Repeat the records verbatim and leave the pictures out of your copy.

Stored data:
[START]

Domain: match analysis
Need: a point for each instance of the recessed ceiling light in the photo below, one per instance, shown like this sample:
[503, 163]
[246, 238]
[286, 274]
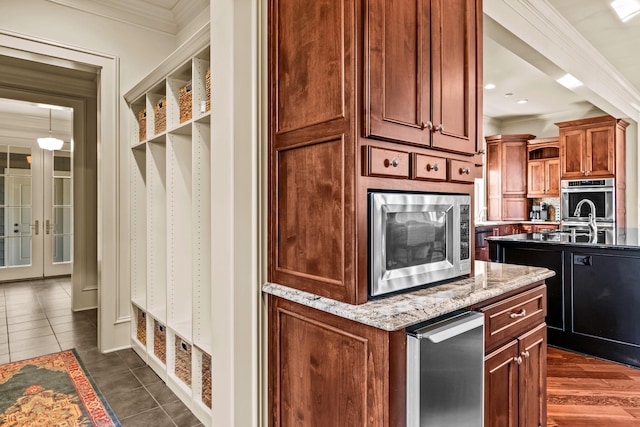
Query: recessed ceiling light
[569, 81]
[626, 9]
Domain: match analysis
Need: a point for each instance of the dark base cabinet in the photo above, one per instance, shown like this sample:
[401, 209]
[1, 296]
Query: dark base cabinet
[592, 301]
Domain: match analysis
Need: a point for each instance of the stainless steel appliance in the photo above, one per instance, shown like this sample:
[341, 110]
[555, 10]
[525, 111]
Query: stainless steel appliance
[445, 372]
[601, 192]
[417, 239]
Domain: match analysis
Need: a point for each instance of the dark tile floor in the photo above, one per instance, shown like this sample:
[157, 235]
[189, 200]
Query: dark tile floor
[36, 319]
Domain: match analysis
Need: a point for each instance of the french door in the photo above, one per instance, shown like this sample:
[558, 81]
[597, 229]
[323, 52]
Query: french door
[36, 212]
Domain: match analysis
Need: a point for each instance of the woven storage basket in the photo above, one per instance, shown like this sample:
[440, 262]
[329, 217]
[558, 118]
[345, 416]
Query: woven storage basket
[208, 88]
[142, 125]
[160, 341]
[183, 361]
[206, 379]
[141, 332]
[186, 97]
[160, 116]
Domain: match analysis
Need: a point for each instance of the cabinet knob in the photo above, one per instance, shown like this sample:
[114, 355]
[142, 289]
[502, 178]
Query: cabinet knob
[392, 162]
[428, 125]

[END]

— Result —
Domain: match analysis
Need: a point for each instance of the recessed ceiling light in the photo below, one per instance, shown like this sample:
[503, 163]
[246, 238]
[286, 274]
Query: recessed ceiling light
[569, 81]
[626, 9]
Domain: match analysis
Need: a point for each instance of the dark base cabinet in the photo above, one per instance, shown like this sample:
[401, 209]
[1, 296]
Query: dark base cabinet
[592, 301]
Domain: match analysis
Need: a point for each instance of the stainless steel appliance in the photo above, one per instance, shown like this sample:
[341, 110]
[555, 10]
[525, 111]
Query: stainless steel appliance
[445, 372]
[601, 192]
[417, 239]
Domain: match analysis
Need: a point for each instance of the dark tile floor in the photo above, one per instance, shown like this sample:
[157, 235]
[189, 200]
Query: dark tile floor
[36, 319]
Domain: match analysis
Need: a point for each instance of the french door in the photo above, one per instance, shown like this sample:
[558, 81]
[597, 229]
[323, 52]
Query: french door
[36, 212]
Domain: match analysis
Need: a point for each instance of the woven storage basket in the photo above, one per instance, shown like this sample:
[440, 262]
[329, 217]
[558, 118]
[345, 416]
Query: woven storage basket
[208, 88]
[142, 125]
[160, 341]
[183, 361]
[206, 379]
[141, 332]
[186, 97]
[160, 116]
Domain: match analysis
Need: a point for each instance of the cabinet knob in the photo above, one per instance, shown like this sample:
[114, 355]
[142, 289]
[502, 178]
Query: cabinet knob
[392, 162]
[428, 125]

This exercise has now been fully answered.